**TO DO**
Determine how many lines of the data below contain the string "logo", with letter case taken into account. Reply with that number alone.

....

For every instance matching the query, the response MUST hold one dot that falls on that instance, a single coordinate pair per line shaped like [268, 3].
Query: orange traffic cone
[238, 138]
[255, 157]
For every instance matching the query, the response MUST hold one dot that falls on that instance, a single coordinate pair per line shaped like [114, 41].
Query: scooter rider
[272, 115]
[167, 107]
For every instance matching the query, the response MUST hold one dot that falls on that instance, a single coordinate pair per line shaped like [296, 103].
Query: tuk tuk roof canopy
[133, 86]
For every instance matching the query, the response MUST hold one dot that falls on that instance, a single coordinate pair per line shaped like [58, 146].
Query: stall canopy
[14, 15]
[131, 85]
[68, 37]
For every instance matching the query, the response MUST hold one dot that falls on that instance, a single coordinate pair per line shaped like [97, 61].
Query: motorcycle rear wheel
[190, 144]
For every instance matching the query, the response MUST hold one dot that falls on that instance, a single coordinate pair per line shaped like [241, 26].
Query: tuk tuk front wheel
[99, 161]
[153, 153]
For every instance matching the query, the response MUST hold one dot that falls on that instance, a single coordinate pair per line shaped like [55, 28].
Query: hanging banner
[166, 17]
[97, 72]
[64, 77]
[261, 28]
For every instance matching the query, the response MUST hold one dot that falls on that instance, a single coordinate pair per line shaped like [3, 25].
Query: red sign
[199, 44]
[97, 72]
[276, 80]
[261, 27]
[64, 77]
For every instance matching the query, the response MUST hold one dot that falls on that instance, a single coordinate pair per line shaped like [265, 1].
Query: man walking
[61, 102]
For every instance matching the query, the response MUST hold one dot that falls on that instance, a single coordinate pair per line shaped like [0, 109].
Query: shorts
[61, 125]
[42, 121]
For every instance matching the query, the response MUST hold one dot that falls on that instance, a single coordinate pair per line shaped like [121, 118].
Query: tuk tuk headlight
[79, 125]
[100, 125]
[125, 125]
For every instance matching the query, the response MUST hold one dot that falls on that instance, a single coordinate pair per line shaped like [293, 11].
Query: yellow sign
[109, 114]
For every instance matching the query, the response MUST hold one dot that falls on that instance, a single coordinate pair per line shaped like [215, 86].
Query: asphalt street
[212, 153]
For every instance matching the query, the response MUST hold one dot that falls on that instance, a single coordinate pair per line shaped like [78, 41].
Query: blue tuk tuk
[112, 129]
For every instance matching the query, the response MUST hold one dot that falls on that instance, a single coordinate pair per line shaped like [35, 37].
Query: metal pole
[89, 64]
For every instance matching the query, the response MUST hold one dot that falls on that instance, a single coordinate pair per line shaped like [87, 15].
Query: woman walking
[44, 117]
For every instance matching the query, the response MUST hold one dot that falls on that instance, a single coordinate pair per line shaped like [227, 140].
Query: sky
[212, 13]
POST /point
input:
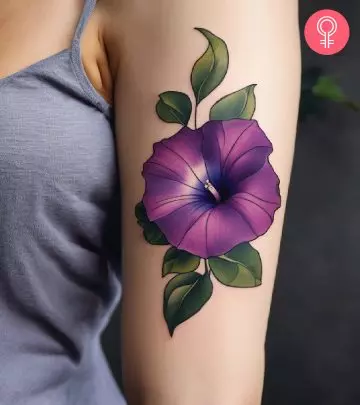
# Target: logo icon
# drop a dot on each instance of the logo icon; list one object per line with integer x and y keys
{"x": 327, "y": 32}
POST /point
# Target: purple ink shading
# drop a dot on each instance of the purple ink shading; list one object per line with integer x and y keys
{"x": 212, "y": 188}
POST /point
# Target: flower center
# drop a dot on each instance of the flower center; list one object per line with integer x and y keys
{"x": 212, "y": 190}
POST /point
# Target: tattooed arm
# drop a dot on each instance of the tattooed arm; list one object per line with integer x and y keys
{"x": 205, "y": 122}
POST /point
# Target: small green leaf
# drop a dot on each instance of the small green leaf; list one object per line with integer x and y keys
{"x": 174, "y": 107}
{"x": 179, "y": 261}
{"x": 240, "y": 104}
{"x": 184, "y": 296}
{"x": 152, "y": 233}
{"x": 241, "y": 267}
{"x": 210, "y": 69}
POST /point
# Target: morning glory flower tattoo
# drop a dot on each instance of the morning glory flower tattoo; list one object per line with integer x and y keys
{"x": 209, "y": 191}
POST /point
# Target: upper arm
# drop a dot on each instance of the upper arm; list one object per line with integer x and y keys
{"x": 216, "y": 354}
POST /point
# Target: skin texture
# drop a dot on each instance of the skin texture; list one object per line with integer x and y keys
{"x": 133, "y": 50}
{"x": 26, "y": 38}
{"x": 216, "y": 357}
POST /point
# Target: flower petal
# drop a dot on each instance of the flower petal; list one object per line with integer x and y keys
{"x": 184, "y": 152}
{"x": 241, "y": 137}
{"x": 226, "y": 228}
{"x": 213, "y": 137}
{"x": 263, "y": 185}
{"x": 180, "y": 225}
{"x": 258, "y": 198}
{"x": 247, "y": 164}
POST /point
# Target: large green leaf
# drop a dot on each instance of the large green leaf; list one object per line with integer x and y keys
{"x": 174, "y": 107}
{"x": 184, "y": 296}
{"x": 210, "y": 69}
{"x": 179, "y": 261}
{"x": 241, "y": 267}
{"x": 151, "y": 231}
{"x": 240, "y": 104}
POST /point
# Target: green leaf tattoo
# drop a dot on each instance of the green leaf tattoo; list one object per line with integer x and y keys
{"x": 174, "y": 107}
{"x": 179, "y": 261}
{"x": 208, "y": 189}
{"x": 152, "y": 233}
{"x": 184, "y": 296}
{"x": 241, "y": 267}
{"x": 240, "y": 104}
{"x": 210, "y": 69}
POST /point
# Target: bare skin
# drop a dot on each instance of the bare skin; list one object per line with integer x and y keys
{"x": 132, "y": 50}
{"x": 29, "y": 34}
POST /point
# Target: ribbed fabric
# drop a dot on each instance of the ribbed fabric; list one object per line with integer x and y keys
{"x": 59, "y": 233}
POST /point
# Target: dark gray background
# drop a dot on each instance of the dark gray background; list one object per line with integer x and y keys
{"x": 313, "y": 346}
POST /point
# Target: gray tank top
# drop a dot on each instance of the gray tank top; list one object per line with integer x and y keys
{"x": 59, "y": 233}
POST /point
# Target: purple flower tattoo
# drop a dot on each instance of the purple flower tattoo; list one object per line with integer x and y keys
{"x": 209, "y": 191}
{"x": 212, "y": 188}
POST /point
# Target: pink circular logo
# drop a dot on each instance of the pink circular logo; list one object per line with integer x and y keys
{"x": 327, "y": 32}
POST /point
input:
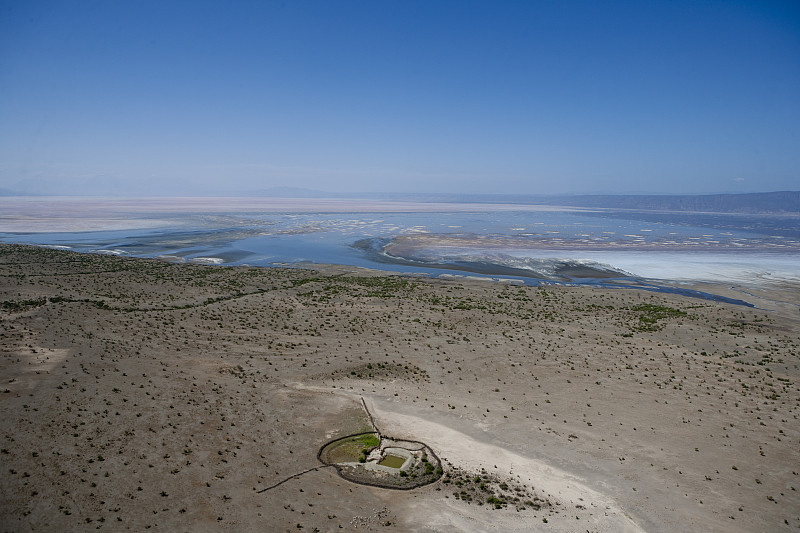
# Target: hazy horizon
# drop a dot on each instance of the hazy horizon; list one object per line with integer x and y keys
{"x": 226, "y": 99}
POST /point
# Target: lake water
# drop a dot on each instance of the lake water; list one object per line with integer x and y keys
{"x": 529, "y": 243}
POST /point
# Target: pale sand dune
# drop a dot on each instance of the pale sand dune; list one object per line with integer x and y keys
{"x": 141, "y": 394}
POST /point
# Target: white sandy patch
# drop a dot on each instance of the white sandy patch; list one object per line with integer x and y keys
{"x": 600, "y": 514}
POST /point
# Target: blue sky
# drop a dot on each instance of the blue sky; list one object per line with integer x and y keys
{"x": 200, "y": 97}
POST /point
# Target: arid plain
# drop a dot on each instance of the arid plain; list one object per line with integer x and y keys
{"x": 139, "y": 394}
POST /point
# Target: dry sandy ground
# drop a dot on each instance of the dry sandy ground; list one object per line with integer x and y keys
{"x": 139, "y": 394}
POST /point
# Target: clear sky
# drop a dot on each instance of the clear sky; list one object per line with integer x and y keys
{"x": 220, "y": 97}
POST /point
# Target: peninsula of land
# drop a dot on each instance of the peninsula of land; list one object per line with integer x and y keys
{"x": 140, "y": 394}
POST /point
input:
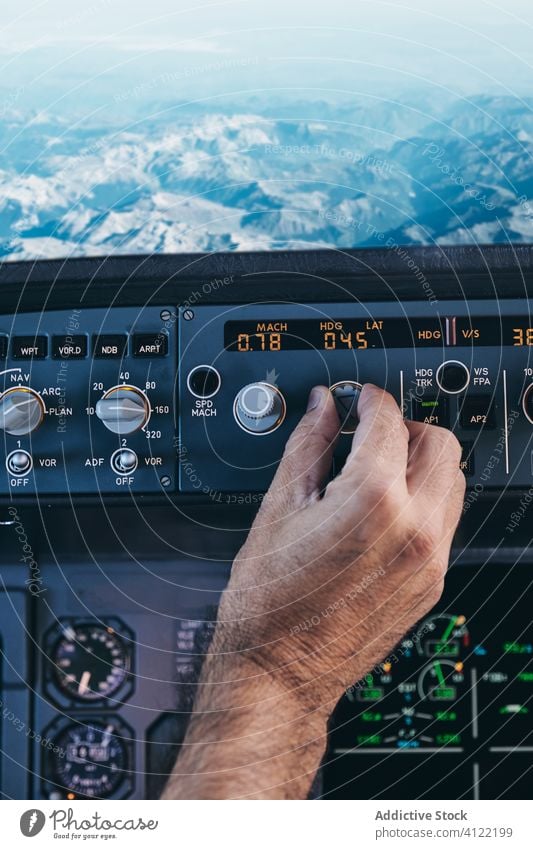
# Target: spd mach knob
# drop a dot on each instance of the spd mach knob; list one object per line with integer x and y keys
{"x": 123, "y": 409}
{"x": 21, "y": 411}
{"x": 259, "y": 408}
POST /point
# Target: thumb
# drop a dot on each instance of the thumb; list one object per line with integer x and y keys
{"x": 308, "y": 454}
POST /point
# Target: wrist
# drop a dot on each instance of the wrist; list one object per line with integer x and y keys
{"x": 248, "y": 737}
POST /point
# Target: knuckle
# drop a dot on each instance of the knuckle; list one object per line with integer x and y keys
{"x": 446, "y": 443}
{"x": 422, "y": 546}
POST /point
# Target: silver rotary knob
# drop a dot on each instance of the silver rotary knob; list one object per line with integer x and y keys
{"x": 123, "y": 409}
{"x": 259, "y": 408}
{"x": 21, "y": 411}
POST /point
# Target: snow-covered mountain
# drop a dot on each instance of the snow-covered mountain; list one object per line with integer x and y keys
{"x": 268, "y": 178}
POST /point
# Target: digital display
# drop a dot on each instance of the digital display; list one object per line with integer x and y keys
{"x": 362, "y": 334}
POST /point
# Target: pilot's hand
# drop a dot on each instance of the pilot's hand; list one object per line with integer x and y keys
{"x": 325, "y": 586}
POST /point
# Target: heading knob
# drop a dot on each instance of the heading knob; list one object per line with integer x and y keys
{"x": 21, "y": 411}
{"x": 259, "y": 408}
{"x": 123, "y": 409}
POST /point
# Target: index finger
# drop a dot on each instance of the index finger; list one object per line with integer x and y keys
{"x": 381, "y": 437}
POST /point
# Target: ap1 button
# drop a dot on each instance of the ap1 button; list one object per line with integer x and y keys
{"x": 346, "y": 396}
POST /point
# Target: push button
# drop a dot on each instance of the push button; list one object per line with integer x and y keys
{"x": 467, "y": 459}
{"x": 69, "y": 347}
{"x": 346, "y": 396}
{"x": 150, "y": 344}
{"x": 110, "y": 346}
{"x": 431, "y": 411}
{"x": 29, "y": 347}
{"x": 477, "y": 411}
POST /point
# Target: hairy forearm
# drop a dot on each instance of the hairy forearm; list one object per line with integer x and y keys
{"x": 249, "y": 737}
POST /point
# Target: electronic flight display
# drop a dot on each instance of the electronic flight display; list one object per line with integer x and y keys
{"x": 330, "y": 334}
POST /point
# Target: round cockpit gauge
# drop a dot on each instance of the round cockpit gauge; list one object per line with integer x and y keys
{"x": 89, "y": 760}
{"x": 90, "y": 661}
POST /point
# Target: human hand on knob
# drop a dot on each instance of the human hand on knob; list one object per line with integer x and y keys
{"x": 325, "y": 586}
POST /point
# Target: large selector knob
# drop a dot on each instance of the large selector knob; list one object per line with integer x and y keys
{"x": 21, "y": 411}
{"x": 259, "y": 407}
{"x": 123, "y": 409}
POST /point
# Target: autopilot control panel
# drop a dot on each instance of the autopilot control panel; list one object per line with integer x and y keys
{"x": 202, "y": 400}
{"x": 145, "y": 403}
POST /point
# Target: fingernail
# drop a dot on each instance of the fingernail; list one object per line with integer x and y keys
{"x": 315, "y": 398}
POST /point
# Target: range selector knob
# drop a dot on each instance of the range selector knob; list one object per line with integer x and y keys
{"x": 21, "y": 411}
{"x": 259, "y": 408}
{"x": 123, "y": 409}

....

**RESPONSE TO THIS TASK**
4